* [Task goal]: Output every record below exactly as it appears.

(Stored dataset items)
***
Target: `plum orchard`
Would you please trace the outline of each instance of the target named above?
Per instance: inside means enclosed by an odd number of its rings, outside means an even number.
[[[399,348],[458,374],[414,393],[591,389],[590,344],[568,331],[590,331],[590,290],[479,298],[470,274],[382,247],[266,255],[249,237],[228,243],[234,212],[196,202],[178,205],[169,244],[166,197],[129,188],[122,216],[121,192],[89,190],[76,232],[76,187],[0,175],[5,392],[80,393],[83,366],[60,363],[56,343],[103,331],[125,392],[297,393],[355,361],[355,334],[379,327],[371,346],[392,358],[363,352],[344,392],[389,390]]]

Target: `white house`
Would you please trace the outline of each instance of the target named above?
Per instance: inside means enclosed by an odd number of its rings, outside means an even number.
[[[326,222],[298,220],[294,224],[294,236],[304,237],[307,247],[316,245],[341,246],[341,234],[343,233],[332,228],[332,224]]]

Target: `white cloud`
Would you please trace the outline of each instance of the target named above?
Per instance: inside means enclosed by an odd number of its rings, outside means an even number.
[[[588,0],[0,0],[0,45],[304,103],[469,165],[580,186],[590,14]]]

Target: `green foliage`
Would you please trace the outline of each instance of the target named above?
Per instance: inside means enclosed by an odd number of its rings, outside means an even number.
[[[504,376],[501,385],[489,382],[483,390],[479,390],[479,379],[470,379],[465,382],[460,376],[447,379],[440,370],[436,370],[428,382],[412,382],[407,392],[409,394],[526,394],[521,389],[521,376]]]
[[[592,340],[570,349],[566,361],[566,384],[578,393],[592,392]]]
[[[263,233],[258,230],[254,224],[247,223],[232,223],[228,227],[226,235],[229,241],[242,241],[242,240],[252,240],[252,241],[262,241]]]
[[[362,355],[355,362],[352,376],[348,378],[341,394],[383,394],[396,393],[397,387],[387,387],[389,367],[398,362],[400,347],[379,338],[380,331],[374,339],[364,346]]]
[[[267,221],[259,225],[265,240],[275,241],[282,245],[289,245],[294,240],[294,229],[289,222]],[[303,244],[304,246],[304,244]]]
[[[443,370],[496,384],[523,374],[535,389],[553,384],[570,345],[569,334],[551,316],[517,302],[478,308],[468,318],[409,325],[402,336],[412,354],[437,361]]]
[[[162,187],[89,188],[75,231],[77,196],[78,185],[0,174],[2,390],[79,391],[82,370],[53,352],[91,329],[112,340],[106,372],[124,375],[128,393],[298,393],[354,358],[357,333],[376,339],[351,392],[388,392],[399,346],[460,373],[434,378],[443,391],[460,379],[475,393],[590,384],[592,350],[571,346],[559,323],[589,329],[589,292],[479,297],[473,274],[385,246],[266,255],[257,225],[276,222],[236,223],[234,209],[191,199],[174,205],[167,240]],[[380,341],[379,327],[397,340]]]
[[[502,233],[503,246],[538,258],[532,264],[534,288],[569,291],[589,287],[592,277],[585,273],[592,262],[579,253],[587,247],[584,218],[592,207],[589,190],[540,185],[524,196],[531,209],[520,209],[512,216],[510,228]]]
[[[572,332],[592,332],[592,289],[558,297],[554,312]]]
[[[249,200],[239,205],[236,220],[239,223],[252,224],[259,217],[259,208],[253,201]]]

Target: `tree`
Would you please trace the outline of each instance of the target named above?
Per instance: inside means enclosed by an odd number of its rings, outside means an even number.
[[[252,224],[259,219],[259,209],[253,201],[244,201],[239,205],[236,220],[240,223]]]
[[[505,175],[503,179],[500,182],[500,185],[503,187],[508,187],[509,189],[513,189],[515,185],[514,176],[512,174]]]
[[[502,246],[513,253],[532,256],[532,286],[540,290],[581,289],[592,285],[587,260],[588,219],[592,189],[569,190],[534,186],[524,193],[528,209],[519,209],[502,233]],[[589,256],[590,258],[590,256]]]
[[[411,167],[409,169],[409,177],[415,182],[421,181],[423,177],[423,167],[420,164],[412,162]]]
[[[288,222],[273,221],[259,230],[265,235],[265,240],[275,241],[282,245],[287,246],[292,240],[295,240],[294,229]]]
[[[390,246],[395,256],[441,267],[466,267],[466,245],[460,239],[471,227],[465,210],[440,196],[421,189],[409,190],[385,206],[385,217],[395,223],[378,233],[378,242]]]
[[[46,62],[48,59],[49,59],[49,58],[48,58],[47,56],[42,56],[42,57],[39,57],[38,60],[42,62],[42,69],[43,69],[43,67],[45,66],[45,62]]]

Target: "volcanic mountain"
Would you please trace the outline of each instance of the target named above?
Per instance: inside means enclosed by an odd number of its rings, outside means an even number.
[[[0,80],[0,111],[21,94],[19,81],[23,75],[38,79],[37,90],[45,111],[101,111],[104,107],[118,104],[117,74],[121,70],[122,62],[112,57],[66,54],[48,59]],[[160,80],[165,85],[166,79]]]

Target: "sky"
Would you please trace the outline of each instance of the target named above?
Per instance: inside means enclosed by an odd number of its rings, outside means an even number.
***
* [Answer to this task]:
Target: `plum orchard`
Would you please trace the outline of each instance of the target named above?
Per instance: inside means enclosed by an odd number of its rings, outside means an even number.
[[[399,348],[458,374],[414,393],[591,389],[590,344],[568,331],[590,331],[590,290],[479,298],[470,274],[382,247],[266,255],[249,237],[228,243],[234,212],[196,202],[178,205],[169,244],[166,197],[129,188],[122,216],[121,192],[89,190],[76,232],[76,187],[0,175],[5,392],[80,393],[83,366],[60,363],[56,343],[103,331],[125,392],[297,393],[355,361],[355,334],[379,327],[371,346],[392,358],[363,352],[344,392],[389,390]]]

Target: `white house`
Would you please trace the outline of each instance of the target named above?
Per instance: inside means enclosed by an odd number of its rings, outside means an even number.
[[[326,222],[298,220],[294,224],[294,236],[304,237],[307,247],[316,245],[341,246],[341,234],[343,233],[332,228],[332,224]]]

Target: `white cloud`
Would you please trace the outline of each instance of the target named above?
Per instance: inside means enclosed by an odd number of its rings, outside means an even number.
[[[588,0],[0,0],[0,45],[304,103],[469,165],[580,186],[590,14]]]

Target: `green foliage`
Would you please trace the outline of each instance of the target named above?
Per instance: inside means enclosed by an odd number of its rings, outside means an even number.
[[[504,376],[501,385],[489,382],[483,390],[479,390],[479,379],[470,379],[465,382],[460,376],[447,379],[440,370],[436,370],[428,382],[412,382],[407,392],[409,394],[526,394],[521,389],[521,376]]]
[[[592,340],[570,349],[566,361],[566,384],[578,393],[592,392]]]
[[[263,233],[258,230],[254,224],[247,223],[232,223],[228,227],[226,235],[229,241],[242,241],[242,240],[252,240],[252,241],[262,241]]]
[[[362,355],[355,362],[352,376],[348,378],[341,394],[383,394],[396,393],[397,387],[387,387],[389,367],[398,362],[400,347],[379,338],[380,331],[374,339],[364,346]]]
[[[267,221],[259,225],[265,240],[275,241],[282,245],[289,245],[294,240],[294,229],[289,222]],[[303,244],[304,246],[304,244]]]
[[[443,370],[496,384],[523,374],[535,389],[553,384],[570,345],[569,334],[551,316],[517,302],[478,308],[468,318],[409,325],[402,336],[412,354],[437,361]]]
[[[162,187],[89,188],[75,231],[77,196],[78,185],[0,174],[2,390],[79,391],[82,370],[53,352],[91,329],[112,340],[106,372],[124,375],[128,393],[298,393],[354,358],[357,333],[376,339],[351,392],[388,392],[399,346],[460,373],[434,378],[443,391],[460,379],[475,393],[590,384],[592,350],[571,346],[559,323],[589,329],[589,292],[479,297],[473,274],[385,246],[266,255],[257,225],[276,222],[236,223],[234,209],[191,199],[174,205],[167,240]],[[380,341],[379,327],[397,340]]]
[[[502,233],[503,246],[538,258],[532,264],[534,288],[569,291],[589,287],[592,277],[585,273],[592,262],[579,253],[587,247],[584,218],[592,207],[589,190],[540,185],[524,196],[531,209],[520,209],[512,216],[510,228]]]
[[[572,332],[592,332],[592,289],[558,297],[554,312]]]
[[[249,200],[239,205],[236,220],[239,223],[252,224],[259,217],[259,208],[253,201]]]

Target: `tree`
Would you please trace the outline of each instance of the target named above?
Per instance: inside means enclosed by an odd number of its rings, outside means an even number.
[[[252,224],[259,219],[259,209],[253,201],[244,201],[239,205],[236,220],[240,223]]]
[[[505,175],[503,179],[500,182],[500,185],[503,187],[508,187],[509,189],[513,189],[515,185],[514,176],[512,174]]]
[[[502,246],[513,253],[532,256],[532,286],[540,290],[581,289],[592,285],[587,260],[588,219],[592,189],[569,190],[534,186],[524,193],[528,209],[519,209],[502,233]],[[589,256],[590,258],[590,256]]]
[[[411,167],[409,169],[409,177],[415,182],[421,181],[423,177],[423,167],[420,164],[412,162]]]
[[[288,222],[273,221],[259,230],[265,235],[265,240],[275,241],[282,245],[287,246],[292,240],[295,240],[294,229]]]
[[[390,246],[395,256],[441,267],[466,267],[466,245],[460,239],[471,227],[465,210],[440,196],[421,189],[409,190],[385,206],[385,217],[395,223],[378,233],[378,242]]]
[[[46,62],[48,59],[49,59],[49,58],[48,58],[47,56],[42,56],[42,57],[39,57],[38,60],[42,62],[42,69],[43,69],[43,67],[45,66],[45,62]]]

Target: "volcanic mountain"
Would you please trace the outline of each instance of the target named above?
Per instance: inside means enclosed by an odd number of its rings, outside means an even number.
[[[0,80],[0,111],[21,94],[19,81],[23,75],[38,79],[37,90],[45,111],[101,111],[104,107],[118,104],[117,74],[121,70],[122,62],[112,57],[66,54],[48,59]],[[160,80],[165,85],[166,79]]]

Target: "sky"
Would you please trace the outline of each instance of the target named above?
Per instance: inside means enclosed by an odd number of its rings, outside means an even number.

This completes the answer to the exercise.